* [Aim of the exercise]: Exactly the lines from the one holding "Where can you spot the fire engine" through the final line of the data are wanted, copied as written.

* [Source records]:
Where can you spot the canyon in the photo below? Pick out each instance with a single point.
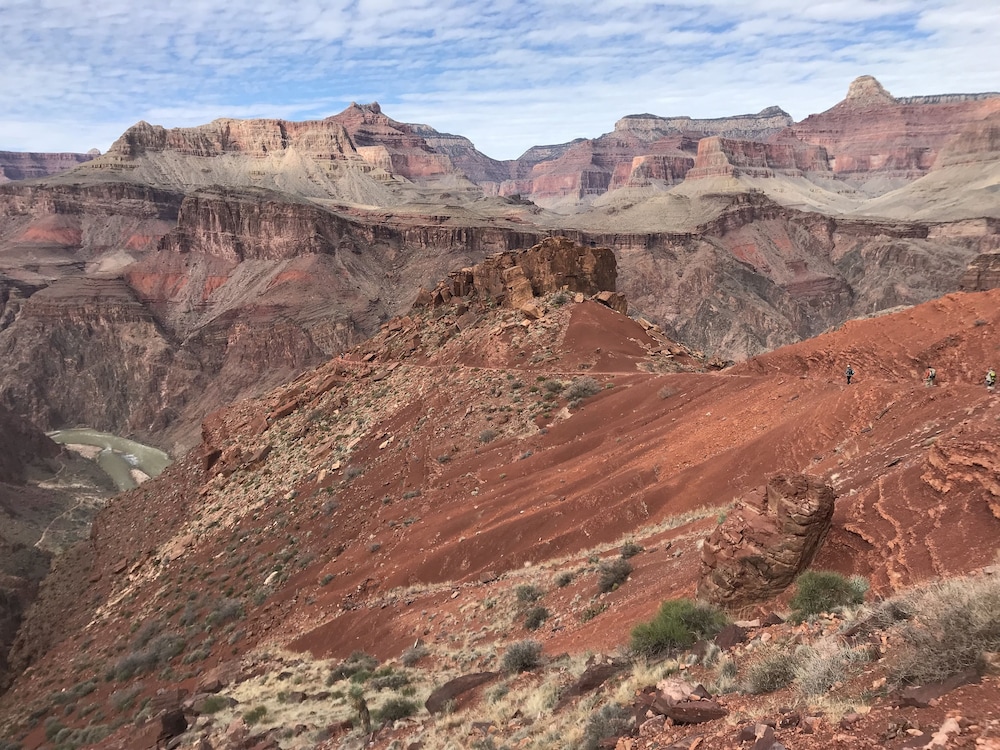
(401, 378)
(189, 267)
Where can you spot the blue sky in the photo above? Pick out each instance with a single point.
(508, 74)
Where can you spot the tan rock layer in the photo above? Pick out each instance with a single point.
(758, 551)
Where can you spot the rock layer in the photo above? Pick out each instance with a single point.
(757, 551)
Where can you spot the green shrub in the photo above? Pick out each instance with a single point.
(357, 662)
(678, 624)
(823, 591)
(213, 704)
(254, 715)
(534, 617)
(611, 721)
(528, 593)
(388, 679)
(773, 670)
(953, 624)
(395, 709)
(582, 388)
(612, 574)
(522, 656)
(630, 549)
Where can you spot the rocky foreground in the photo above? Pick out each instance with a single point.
(396, 517)
(186, 268)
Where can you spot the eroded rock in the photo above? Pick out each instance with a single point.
(759, 550)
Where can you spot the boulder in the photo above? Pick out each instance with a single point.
(759, 550)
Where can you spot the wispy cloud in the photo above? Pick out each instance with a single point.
(508, 74)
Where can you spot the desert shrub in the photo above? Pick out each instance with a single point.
(357, 662)
(213, 704)
(678, 624)
(159, 651)
(823, 591)
(534, 617)
(954, 623)
(553, 386)
(528, 593)
(593, 611)
(582, 388)
(612, 574)
(819, 668)
(395, 709)
(612, 720)
(124, 699)
(254, 715)
(772, 670)
(388, 679)
(522, 656)
(146, 633)
(630, 549)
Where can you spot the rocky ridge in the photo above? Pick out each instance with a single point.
(25, 165)
(386, 494)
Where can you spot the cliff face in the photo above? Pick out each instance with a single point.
(22, 165)
(725, 157)
(872, 133)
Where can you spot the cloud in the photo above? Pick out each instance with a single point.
(508, 74)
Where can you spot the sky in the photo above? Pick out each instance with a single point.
(507, 74)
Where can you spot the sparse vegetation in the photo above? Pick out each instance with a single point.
(581, 388)
(612, 574)
(534, 617)
(528, 593)
(823, 591)
(159, 651)
(254, 715)
(522, 656)
(357, 662)
(395, 709)
(630, 549)
(772, 670)
(611, 720)
(953, 624)
(678, 624)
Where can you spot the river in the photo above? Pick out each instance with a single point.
(116, 456)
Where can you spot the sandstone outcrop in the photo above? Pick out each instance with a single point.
(20, 445)
(725, 157)
(871, 133)
(515, 279)
(757, 551)
(23, 165)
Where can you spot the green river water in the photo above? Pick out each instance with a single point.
(118, 455)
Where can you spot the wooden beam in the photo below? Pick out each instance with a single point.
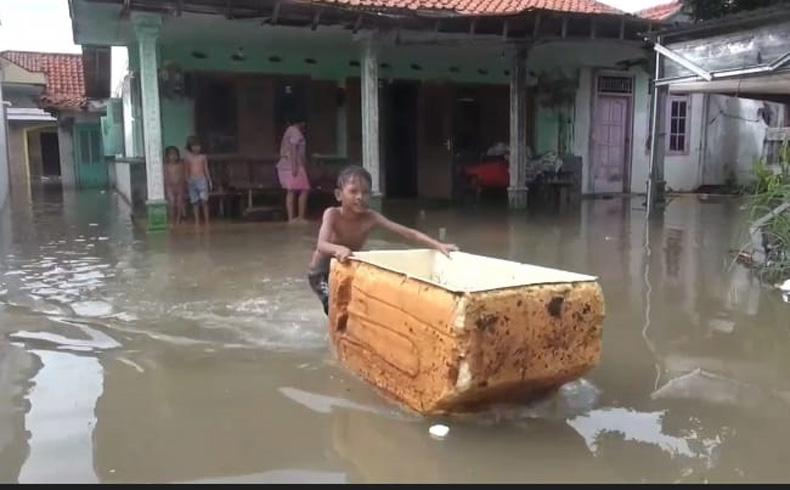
(316, 19)
(127, 6)
(276, 13)
(357, 24)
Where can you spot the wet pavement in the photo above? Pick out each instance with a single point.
(204, 356)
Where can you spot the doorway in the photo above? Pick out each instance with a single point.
(611, 135)
(401, 139)
(50, 154)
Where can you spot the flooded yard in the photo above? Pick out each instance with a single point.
(127, 357)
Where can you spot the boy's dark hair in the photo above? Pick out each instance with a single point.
(352, 172)
(191, 141)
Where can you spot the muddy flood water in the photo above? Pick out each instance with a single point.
(185, 357)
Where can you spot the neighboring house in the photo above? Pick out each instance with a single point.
(669, 13)
(711, 140)
(453, 78)
(53, 131)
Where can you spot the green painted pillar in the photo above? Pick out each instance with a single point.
(371, 155)
(517, 191)
(146, 29)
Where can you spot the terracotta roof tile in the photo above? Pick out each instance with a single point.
(486, 7)
(65, 80)
(661, 12)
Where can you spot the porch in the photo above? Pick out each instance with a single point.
(413, 98)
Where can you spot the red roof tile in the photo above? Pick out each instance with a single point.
(662, 12)
(485, 7)
(65, 80)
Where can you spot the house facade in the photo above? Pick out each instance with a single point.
(52, 127)
(711, 138)
(409, 90)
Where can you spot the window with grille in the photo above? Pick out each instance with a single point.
(615, 85)
(678, 124)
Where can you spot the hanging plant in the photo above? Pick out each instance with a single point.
(557, 91)
(171, 80)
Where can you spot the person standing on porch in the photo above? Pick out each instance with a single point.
(175, 184)
(198, 178)
(292, 171)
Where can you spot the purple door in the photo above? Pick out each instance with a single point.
(610, 130)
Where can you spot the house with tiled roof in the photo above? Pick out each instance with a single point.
(46, 103)
(419, 92)
(670, 12)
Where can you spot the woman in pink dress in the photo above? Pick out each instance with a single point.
(292, 171)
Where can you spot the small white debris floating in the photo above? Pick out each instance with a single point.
(785, 288)
(439, 431)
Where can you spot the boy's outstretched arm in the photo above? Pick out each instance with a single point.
(340, 252)
(207, 172)
(414, 235)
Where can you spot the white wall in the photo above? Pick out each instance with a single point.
(728, 150)
(735, 138)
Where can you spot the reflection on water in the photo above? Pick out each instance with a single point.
(61, 419)
(203, 357)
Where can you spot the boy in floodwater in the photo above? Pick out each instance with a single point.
(198, 178)
(175, 184)
(345, 229)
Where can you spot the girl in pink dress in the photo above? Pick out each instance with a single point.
(292, 171)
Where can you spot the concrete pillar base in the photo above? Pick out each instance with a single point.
(517, 197)
(157, 215)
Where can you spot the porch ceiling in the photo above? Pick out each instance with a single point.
(105, 22)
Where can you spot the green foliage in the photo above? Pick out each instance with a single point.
(771, 189)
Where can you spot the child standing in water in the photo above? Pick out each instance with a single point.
(345, 229)
(198, 178)
(174, 184)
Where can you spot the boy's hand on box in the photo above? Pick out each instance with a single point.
(446, 248)
(342, 254)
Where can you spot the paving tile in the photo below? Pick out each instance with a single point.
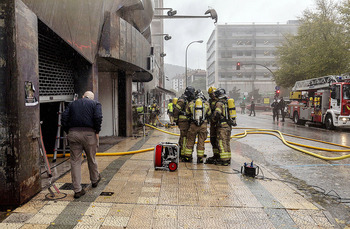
(32, 206)
(91, 220)
(98, 209)
(54, 208)
(314, 218)
(42, 219)
(147, 200)
(11, 225)
(121, 210)
(18, 217)
(116, 221)
(33, 226)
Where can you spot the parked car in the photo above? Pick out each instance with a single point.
(261, 107)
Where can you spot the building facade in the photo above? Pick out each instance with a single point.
(253, 46)
(52, 52)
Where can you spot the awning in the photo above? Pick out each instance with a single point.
(160, 89)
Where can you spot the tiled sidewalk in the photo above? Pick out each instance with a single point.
(194, 196)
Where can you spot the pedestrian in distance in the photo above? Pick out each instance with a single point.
(275, 110)
(82, 121)
(252, 108)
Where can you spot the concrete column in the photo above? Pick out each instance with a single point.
(19, 112)
(128, 100)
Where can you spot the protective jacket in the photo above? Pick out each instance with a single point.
(197, 129)
(213, 129)
(223, 130)
(182, 120)
(170, 108)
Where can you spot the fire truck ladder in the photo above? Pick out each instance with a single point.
(317, 83)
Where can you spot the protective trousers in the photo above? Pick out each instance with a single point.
(275, 114)
(153, 118)
(202, 133)
(224, 137)
(213, 139)
(171, 117)
(80, 141)
(183, 126)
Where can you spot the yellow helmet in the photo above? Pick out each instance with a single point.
(175, 101)
(211, 90)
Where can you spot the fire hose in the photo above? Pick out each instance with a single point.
(247, 131)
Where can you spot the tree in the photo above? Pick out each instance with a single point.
(320, 48)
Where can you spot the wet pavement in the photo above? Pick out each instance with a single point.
(132, 194)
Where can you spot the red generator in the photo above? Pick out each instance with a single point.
(166, 156)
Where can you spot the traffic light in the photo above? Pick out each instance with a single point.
(238, 66)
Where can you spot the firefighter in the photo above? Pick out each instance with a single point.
(275, 109)
(225, 117)
(213, 128)
(170, 111)
(181, 117)
(282, 107)
(199, 111)
(154, 113)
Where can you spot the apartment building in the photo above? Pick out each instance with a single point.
(254, 47)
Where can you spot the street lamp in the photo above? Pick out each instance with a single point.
(212, 14)
(166, 36)
(200, 41)
(170, 13)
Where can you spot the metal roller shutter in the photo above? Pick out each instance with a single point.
(56, 70)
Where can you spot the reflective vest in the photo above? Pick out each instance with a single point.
(170, 107)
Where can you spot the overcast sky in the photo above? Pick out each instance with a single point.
(184, 31)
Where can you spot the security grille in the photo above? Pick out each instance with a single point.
(56, 71)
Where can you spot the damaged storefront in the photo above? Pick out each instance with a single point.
(50, 54)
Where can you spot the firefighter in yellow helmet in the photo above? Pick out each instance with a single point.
(225, 117)
(170, 111)
(181, 118)
(154, 113)
(213, 128)
(199, 110)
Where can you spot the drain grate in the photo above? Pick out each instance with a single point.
(69, 186)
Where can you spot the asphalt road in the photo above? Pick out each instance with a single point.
(325, 181)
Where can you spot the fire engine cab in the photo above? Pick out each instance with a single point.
(324, 100)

* [Written response]:
Where can you spot the fire engine cab in the photo above? Pick out each instance with a single point.
(324, 100)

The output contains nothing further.